Start of Excerpted records

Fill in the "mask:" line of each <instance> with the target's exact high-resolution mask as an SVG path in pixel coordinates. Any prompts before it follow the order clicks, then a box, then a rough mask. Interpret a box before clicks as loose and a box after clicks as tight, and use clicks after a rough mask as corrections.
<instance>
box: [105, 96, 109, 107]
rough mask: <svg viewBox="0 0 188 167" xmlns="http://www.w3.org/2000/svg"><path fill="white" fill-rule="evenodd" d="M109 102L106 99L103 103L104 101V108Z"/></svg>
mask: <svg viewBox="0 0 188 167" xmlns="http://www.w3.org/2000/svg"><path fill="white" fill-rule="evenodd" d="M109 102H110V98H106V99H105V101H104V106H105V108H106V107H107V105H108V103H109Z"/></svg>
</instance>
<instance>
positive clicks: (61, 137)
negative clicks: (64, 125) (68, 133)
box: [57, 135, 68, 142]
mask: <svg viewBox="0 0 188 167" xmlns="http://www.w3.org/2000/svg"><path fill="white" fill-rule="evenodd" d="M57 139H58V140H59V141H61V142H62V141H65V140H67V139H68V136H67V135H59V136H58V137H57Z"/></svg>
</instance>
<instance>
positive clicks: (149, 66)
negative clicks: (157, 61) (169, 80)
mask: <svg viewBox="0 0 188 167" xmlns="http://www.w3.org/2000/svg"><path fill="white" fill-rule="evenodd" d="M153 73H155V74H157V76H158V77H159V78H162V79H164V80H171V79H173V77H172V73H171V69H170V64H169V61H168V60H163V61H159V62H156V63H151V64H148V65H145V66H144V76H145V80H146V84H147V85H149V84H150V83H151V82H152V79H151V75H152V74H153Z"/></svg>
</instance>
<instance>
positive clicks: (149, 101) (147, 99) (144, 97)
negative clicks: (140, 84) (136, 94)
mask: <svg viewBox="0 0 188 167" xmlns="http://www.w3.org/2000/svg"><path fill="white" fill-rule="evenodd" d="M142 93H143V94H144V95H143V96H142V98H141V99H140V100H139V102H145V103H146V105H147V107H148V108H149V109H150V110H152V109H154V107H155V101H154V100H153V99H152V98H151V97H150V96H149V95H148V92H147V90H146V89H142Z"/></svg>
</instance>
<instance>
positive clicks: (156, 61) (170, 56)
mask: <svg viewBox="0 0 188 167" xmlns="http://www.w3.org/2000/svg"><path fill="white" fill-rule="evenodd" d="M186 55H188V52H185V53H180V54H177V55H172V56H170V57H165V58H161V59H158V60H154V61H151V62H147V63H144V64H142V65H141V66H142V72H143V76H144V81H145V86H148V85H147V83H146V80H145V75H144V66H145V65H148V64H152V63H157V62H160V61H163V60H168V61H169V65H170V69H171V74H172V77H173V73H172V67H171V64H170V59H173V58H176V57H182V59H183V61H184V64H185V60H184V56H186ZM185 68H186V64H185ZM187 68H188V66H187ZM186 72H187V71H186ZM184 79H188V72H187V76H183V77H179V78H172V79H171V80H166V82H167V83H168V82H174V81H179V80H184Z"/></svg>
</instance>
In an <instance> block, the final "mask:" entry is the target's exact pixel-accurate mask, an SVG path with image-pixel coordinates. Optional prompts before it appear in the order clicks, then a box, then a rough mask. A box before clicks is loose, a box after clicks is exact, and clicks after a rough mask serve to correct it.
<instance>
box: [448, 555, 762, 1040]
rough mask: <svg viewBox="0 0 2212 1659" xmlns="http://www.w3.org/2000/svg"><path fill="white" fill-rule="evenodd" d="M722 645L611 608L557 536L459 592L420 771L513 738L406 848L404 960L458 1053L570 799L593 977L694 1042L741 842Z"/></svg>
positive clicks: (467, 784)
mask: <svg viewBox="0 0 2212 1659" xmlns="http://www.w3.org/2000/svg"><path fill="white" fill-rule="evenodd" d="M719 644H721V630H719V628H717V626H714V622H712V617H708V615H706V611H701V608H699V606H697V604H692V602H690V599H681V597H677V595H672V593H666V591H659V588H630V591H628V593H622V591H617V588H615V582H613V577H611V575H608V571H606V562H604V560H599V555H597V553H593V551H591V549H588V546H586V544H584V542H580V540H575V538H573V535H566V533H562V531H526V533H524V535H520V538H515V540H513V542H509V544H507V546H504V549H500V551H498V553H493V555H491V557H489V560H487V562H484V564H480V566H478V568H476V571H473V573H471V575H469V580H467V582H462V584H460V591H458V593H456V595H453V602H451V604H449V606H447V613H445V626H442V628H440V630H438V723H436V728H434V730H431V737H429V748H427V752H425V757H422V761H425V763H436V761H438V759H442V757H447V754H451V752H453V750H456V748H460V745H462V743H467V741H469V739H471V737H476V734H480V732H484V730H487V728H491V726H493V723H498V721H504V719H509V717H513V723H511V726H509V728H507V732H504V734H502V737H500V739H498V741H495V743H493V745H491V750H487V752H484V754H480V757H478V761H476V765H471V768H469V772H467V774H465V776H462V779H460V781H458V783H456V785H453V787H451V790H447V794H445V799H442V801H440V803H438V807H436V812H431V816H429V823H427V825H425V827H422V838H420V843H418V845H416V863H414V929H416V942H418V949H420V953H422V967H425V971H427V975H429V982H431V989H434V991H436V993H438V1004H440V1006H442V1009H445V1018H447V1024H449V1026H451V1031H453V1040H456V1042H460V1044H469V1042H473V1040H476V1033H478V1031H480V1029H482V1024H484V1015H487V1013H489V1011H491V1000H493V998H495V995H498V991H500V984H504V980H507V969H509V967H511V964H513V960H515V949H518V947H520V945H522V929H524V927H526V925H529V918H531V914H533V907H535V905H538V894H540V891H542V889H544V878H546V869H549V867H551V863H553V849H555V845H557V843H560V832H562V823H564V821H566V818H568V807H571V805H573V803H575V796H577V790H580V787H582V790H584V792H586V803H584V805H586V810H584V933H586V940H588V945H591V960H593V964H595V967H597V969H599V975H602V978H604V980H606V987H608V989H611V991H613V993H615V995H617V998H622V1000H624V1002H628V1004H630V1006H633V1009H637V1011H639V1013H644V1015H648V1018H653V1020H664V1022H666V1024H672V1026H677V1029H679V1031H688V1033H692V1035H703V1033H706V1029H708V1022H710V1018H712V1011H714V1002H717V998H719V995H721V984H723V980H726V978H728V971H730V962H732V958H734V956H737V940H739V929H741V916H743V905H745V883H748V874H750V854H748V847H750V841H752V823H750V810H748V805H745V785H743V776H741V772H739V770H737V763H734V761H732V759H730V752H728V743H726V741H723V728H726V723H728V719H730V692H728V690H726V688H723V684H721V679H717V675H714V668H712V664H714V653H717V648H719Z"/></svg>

End of Excerpted records

[Your assignment]: Write the entries out once more, exactly as they were given.

[Answer for the task]:
Fill in the "mask:" line of each <instance> with the target's exact high-resolution mask as an SVG path in pixel coordinates. Any prompts before it follow the order clicks, then a box, then a rough mask. Interpret a box before clicks as loose and a box after clicks as tight, and use clicks after a rough mask as corrections.
<instance>
box: [105, 96, 109, 107]
rough mask: <svg viewBox="0 0 188 167" xmlns="http://www.w3.org/2000/svg"><path fill="white" fill-rule="evenodd" d="M109 102L106 99L103 103L104 101V108Z"/></svg>
mask: <svg viewBox="0 0 188 167" xmlns="http://www.w3.org/2000/svg"><path fill="white" fill-rule="evenodd" d="M109 102H110V98H106V99H105V101H104V106H105V108H106V107H107V105H108V103H109Z"/></svg>
</instance>
<instance>
positive clicks: (61, 137)
negative clicks: (64, 125) (68, 133)
box: [57, 135, 68, 142]
mask: <svg viewBox="0 0 188 167" xmlns="http://www.w3.org/2000/svg"><path fill="white" fill-rule="evenodd" d="M57 139H58V140H59V141H61V142H62V141H65V140H67V139H68V136H67V135H59V136H58V137H57Z"/></svg>
</instance>
<instance>
positive clicks: (149, 66)
negative clicks: (157, 61) (169, 80)
mask: <svg viewBox="0 0 188 167" xmlns="http://www.w3.org/2000/svg"><path fill="white" fill-rule="evenodd" d="M153 73H155V74H157V76H158V77H159V78H162V79H164V80H171V79H173V77H172V73H171V69H170V64H169V61H168V60H163V61H159V62H156V63H151V64H148V65H145V66H144V76H145V80H146V84H147V85H149V84H150V83H151V82H152V79H151V75H152V74H153Z"/></svg>
</instance>
<instance>
positive clicks: (149, 101) (147, 99) (144, 97)
negative clicks: (140, 84) (136, 94)
mask: <svg viewBox="0 0 188 167" xmlns="http://www.w3.org/2000/svg"><path fill="white" fill-rule="evenodd" d="M142 93H143V94H144V95H143V96H142V98H141V99H140V100H139V102H145V103H146V105H147V107H148V108H149V109H150V110H152V109H154V107H155V101H154V100H153V99H152V98H151V97H150V96H149V95H148V92H147V90H146V89H142Z"/></svg>
</instance>
<instance>
positive clicks: (156, 61) (170, 56)
mask: <svg viewBox="0 0 188 167" xmlns="http://www.w3.org/2000/svg"><path fill="white" fill-rule="evenodd" d="M186 55H188V52H185V53H180V54H177V55H172V56H170V57H165V58H161V59H158V60H154V61H151V62H147V63H144V64H142V65H141V66H142V72H143V76H144V81H145V86H148V85H147V83H146V80H145V75H144V66H145V65H148V64H152V63H157V62H160V61H163V60H168V61H169V65H170V69H171V74H172V77H173V73H172V67H171V64H170V59H173V58H176V57H182V59H183V61H184V64H185V60H184V56H186ZM185 68H186V64H185ZM187 68H188V66H187ZM186 72H187V71H186ZM184 79H188V72H187V76H183V77H179V78H172V79H171V80H166V82H167V83H168V82H174V81H179V80H184Z"/></svg>
</instance>
In an <instance> block, the final "mask:" entry is the target's exact pixel-accurate mask, an SVG path with image-pixel coordinates. Optional prompts before it appear in the order clicks, then a box, then a rough mask. A box before clicks is loose, a box after clicks is exact, and clicks after a rough mask serve to correct it.
<instance>
box: [448, 555, 762, 1040]
rough mask: <svg viewBox="0 0 2212 1659" xmlns="http://www.w3.org/2000/svg"><path fill="white" fill-rule="evenodd" d="M722 645L611 608L557 536L459 592L420 771L513 738L406 848L404 960L458 1053L570 799L593 977L694 1042L741 842Z"/></svg>
positive clicks: (467, 784)
mask: <svg viewBox="0 0 2212 1659" xmlns="http://www.w3.org/2000/svg"><path fill="white" fill-rule="evenodd" d="M719 644H721V630H719V628H717V626H714V622H712V617H708V615H706V611H701V608H699V606H697V604H692V602H690V599H681V597H677V595H672V593H666V591H659V588H630V591H628V593H622V591H617V588H615V582H613V577H611V575H608V571H606V562H604V560H599V555H597V553H593V551H591V549H588V546H586V544H584V542H580V540H575V538H573V535H566V533H562V531H526V533H524V535H520V538H515V540H513V542H509V544H507V546H504V549H500V551H498V553H493V555H491V557H489V560H487V562H484V564H480V566H478V568H476V571H473V573H471V575H469V580H467V582H462V584H460V591H458V593H456V595H453V602H451V604H449V606H447V613H445V626H442V628H440V630H438V723H436V728H434V730H431V737H429V748H427V752H425V757H422V761H425V763H436V761H438V759H442V757H447V754H451V752H453V750H456V748H460V745H462V743H467V741H469V739H471V737H476V734H480V732H484V730H487V728H491V726H493V723H498V721H504V719H509V717H513V723H511V726H509V728H507V732H504V734H502V737H500V739H498V741H495V743H493V745H491V750H487V752H484V754H480V757H478V761H476V765H471V768H469V772H467V774H465V776H462V779H460V781H458V783H456V785H453V787H451V790H447V794H445V799H442V801H440V803H438V807H436V812H431V816H429V823H427V825H425V827H422V838H420V843H418V845H416V863H414V929H416V942H418V949H420V953H422V967H425V971H427V975H429V982H431V989H434V991H436V993H438V1004H440V1006H442V1009H445V1018H447V1024H449V1026H451V1031H453V1040H456V1042H460V1044H469V1042H473V1040H476V1033H478V1031H480V1029H482V1024H484V1015H487V1013H489V1011H491V1000H493V998H495V995H498V991H500V984H504V980H507V969H509V967H511V964H513V960H515V949H518V947H520V945H522V929H524V927H526V925H529V918H531V914H533V907H535V905H538V894H540V891H542V889H544V878H546V869H549V867H551V863H553V849H555V845H557V843H560V832H562V823H564V821H566V818H568V807H571V805H573V803H575V796H577V790H580V787H582V790H584V792H586V803H584V805H586V810H584V933H586V940H588V945H591V960H593V964H595V967H597V969H599V975H602V978H604V980H606V987H608V989H611V991H613V993H615V995H617V998H622V1000H624V1002H628V1004H630V1006H633V1009H637V1011H639V1013H644V1015H648V1018H653V1020H664V1022H666V1024H672V1026H677V1029H679V1031H688V1033H692V1035H703V1033H706V1029H708V1022H710V1018H712V1011H714V1002H717V998H719V995H721V984H723V980H726V978H728V971H730V962H732V958H734V956H737V940H739V929H741V916H743V905H745V883H748V874H750V854H748V847H750V841H752V823H750V810H748V805H745V785H743V776H741V772H739V770H737V763H734V761H732V759H730V752H728V743H726V741H723V728H726V723H728V719H730V692H728V690H726V688H723V684H721V679H717V675H714V668H712V664H714V653H717V648H719Z"/></svg>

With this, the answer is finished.